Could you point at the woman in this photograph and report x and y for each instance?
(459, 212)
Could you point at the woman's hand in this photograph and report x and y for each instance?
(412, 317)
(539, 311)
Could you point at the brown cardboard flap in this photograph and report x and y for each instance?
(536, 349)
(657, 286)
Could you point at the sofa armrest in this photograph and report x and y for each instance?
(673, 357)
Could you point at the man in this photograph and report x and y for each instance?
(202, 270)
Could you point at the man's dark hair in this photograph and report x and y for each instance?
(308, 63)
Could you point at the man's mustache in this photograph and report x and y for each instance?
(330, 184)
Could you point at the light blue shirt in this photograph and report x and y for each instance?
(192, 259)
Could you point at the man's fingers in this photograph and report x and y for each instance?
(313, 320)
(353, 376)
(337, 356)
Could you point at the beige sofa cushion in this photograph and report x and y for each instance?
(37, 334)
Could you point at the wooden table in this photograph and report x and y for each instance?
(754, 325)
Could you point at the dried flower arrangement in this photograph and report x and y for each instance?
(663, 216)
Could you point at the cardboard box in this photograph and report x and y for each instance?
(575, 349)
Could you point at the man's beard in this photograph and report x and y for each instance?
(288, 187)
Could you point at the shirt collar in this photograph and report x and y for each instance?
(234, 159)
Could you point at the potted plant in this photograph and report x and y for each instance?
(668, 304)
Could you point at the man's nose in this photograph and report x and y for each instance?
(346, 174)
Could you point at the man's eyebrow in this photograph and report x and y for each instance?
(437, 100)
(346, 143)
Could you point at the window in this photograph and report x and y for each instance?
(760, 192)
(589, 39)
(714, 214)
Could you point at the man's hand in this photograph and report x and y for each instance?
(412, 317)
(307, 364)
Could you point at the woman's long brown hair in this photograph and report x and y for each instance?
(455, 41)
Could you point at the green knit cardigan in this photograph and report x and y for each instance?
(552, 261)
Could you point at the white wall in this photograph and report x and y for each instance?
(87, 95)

_WORK ITEM_
Repeat the data precisely, reproducing every entry.

_WRITTEN ANSWER_
Could you point at the woman in this photograph and report x and y for each instance?
(459, 212)
Could you point at the woman's hand in this photograph and report x and y for each instance?
(412, 317)
(539, 311)
Could you point at the brown cardboard flap in this photograph and report x and y for each instance?
(536, 349)
(657, 286)
Could you point at the sofa armrest in this photograph and report x and y for each instance?
(673, 357)
Could you point at the man in this photograph and report x and y for each instance?
(202, 270)
Could you point at the man's dark hair in this photograph and report x and y for each instance?
(308, 63)
Could you point at the man's mustache in this photograph and report x and y for each instance?
(330, 184)
Could you point at the light blue shirt in this photograph and report x and y for each instance?
(192, 259)
Could you point at the man's fingers in this photograph and report x and y for each instance?
(313, 320)
(353, 376)
(337, 356)
Could you point at the beige sofa cushion in this photograph and report x and y for each instance?
(37, 334)
Could you point at the wooden table in this photograph and report x and y for each instance?
(754, 325)
Could you point at the dried flower arrangement in this photograph and report x and y for each instance?
(663, 216)
Could you point at the cardboard box in this photograph and report x and y for each instance?
(575, 349)
Could you point at the man's beard in this photograph and report x and y for each instance?
(288, 187)
Could you point at the shirt collar in this photograph and report x and y for each instance?
(234, 159)
Could you point at the potted plant in this photograph and report x and y for each instance?
(668, 304)
Could you point at the man's nose in this photograph and report x and y for each instance?
(346, 174)
Could you point at the man's eyebrow in this photograph and report x and y for each instance?
(437, 100)
(346, 143)
Could you point at the window in this photograph and report x and y for each instance?
(760, 192)
(589, 39)
(714, 214)
Could you point at the man's hand in this photograph and report x and y for each instance?
(412, 317)
(307, 364)
Could you point at the woman's long brown hair in this photograph and report x and y for each instance?
(455, 41)
Could you point at the green knit cardigan in this photograph and report x and y for each instance?
(552, 261)
Could you point at the white wall in this photograph and report x and y for each instance?
(87, 95)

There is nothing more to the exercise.